[What you should do] Can you give back only the listing's stretch from the line containing "Objective — for every instance of the slate" through the line containing "Target: slate roof", with "slate roof" swapped for "tiled roof" and everything else left unchanged?

------------

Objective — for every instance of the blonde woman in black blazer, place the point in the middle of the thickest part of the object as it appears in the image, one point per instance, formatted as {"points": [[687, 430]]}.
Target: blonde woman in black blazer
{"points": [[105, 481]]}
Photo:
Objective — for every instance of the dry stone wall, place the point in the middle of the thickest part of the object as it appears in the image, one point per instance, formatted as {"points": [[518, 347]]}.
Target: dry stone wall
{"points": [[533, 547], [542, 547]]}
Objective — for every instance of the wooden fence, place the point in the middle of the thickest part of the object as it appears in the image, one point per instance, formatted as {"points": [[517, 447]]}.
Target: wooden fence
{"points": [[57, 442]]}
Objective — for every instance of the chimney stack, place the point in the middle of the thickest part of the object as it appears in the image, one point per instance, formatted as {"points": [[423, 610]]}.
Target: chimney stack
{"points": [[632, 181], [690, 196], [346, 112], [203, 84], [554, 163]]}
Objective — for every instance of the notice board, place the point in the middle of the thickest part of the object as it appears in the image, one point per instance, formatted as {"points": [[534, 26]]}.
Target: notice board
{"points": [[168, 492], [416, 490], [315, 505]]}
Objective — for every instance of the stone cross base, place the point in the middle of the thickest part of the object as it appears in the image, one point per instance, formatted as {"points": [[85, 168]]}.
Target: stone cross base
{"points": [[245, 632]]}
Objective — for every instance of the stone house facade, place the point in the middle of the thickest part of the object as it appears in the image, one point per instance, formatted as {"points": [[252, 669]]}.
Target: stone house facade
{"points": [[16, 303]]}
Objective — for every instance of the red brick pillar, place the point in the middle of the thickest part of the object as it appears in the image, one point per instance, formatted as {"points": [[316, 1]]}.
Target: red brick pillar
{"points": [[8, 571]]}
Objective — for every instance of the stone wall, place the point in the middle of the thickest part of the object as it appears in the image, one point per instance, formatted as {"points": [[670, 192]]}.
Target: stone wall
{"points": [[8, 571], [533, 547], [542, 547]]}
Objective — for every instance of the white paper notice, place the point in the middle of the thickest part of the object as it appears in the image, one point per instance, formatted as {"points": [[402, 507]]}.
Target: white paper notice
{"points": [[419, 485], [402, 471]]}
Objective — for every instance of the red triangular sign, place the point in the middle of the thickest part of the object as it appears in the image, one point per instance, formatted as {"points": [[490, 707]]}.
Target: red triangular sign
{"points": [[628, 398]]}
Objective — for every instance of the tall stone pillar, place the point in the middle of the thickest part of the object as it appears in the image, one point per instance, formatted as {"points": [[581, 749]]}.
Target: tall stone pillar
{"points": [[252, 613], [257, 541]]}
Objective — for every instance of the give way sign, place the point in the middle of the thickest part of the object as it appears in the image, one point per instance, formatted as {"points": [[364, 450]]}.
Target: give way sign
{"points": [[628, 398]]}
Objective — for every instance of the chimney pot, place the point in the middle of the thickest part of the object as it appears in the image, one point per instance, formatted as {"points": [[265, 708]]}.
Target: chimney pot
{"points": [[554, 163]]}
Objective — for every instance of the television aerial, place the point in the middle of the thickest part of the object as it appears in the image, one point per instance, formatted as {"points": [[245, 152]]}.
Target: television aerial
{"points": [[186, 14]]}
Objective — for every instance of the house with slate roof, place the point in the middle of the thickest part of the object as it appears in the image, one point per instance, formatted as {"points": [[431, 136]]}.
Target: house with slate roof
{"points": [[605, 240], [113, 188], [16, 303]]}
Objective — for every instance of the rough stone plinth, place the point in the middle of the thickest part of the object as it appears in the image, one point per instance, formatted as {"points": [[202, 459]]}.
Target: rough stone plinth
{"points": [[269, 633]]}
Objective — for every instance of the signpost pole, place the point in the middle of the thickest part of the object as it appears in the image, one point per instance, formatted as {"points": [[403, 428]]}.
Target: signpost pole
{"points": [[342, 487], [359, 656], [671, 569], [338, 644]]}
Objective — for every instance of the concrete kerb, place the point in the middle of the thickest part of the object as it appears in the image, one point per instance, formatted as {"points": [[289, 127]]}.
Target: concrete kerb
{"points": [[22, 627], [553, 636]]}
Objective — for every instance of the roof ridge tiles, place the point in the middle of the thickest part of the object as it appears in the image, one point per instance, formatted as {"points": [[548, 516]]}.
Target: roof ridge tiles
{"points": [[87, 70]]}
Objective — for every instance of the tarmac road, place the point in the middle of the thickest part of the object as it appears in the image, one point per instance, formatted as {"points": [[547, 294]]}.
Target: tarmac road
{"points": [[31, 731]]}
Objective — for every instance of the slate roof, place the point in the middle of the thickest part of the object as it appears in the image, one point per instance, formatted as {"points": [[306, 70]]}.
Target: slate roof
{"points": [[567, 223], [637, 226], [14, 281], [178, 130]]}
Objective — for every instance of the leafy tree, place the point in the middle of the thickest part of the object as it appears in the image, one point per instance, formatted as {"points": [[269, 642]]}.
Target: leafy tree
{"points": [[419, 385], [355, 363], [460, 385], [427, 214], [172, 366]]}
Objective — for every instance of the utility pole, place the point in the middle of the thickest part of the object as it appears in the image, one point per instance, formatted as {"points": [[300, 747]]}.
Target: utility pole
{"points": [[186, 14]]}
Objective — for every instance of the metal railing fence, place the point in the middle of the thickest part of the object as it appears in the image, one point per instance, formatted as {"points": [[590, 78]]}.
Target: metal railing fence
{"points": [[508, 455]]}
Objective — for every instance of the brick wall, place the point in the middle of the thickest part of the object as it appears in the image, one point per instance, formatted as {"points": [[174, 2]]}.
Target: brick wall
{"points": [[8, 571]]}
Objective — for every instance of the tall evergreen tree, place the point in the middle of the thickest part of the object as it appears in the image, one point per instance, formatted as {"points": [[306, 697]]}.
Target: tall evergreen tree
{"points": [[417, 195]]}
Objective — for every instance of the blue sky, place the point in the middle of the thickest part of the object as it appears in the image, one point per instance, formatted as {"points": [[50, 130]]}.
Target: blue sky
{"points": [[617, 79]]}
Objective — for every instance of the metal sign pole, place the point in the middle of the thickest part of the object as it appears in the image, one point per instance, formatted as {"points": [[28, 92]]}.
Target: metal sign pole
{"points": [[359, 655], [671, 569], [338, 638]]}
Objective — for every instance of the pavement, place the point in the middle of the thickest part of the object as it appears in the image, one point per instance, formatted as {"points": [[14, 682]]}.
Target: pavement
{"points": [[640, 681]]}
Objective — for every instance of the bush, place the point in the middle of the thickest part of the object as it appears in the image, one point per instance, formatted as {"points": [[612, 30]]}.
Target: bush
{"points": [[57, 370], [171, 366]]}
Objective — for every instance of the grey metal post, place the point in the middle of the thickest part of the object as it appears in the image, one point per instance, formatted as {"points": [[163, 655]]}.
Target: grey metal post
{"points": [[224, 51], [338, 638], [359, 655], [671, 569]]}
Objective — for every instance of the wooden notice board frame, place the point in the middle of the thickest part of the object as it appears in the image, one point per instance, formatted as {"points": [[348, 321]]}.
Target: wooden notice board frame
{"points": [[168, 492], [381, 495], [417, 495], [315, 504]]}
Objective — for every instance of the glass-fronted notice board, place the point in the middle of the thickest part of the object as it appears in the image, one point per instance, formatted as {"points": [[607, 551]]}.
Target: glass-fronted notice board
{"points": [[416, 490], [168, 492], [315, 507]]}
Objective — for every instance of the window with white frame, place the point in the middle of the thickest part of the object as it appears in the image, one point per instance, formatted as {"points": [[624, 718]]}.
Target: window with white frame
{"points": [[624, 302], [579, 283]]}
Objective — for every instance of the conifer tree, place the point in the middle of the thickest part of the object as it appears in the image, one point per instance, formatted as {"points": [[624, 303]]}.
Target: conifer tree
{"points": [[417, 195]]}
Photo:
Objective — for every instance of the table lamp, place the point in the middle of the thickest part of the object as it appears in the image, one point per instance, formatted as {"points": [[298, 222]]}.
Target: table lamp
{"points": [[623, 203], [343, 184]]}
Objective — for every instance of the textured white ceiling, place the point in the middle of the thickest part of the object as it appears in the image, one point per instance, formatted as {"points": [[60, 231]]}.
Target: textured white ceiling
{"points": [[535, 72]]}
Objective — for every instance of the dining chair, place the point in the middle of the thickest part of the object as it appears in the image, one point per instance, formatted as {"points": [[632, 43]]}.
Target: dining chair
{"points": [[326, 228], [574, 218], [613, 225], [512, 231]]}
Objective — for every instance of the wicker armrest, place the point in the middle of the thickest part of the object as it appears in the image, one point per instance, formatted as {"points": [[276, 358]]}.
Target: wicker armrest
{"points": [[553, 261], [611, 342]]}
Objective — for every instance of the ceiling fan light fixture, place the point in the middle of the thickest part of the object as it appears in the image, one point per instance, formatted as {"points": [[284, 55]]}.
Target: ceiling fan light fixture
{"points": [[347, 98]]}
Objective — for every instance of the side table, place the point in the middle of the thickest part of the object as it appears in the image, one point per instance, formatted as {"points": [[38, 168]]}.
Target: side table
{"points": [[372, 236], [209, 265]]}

------------

[Exercise solution]
Objective — for every instance of the tiled roof, place the point in the middle of the thickest part of the object as it appears in the image, one point per instance, formatted as {"points": [[306, 70]]}.
Target: tiled roof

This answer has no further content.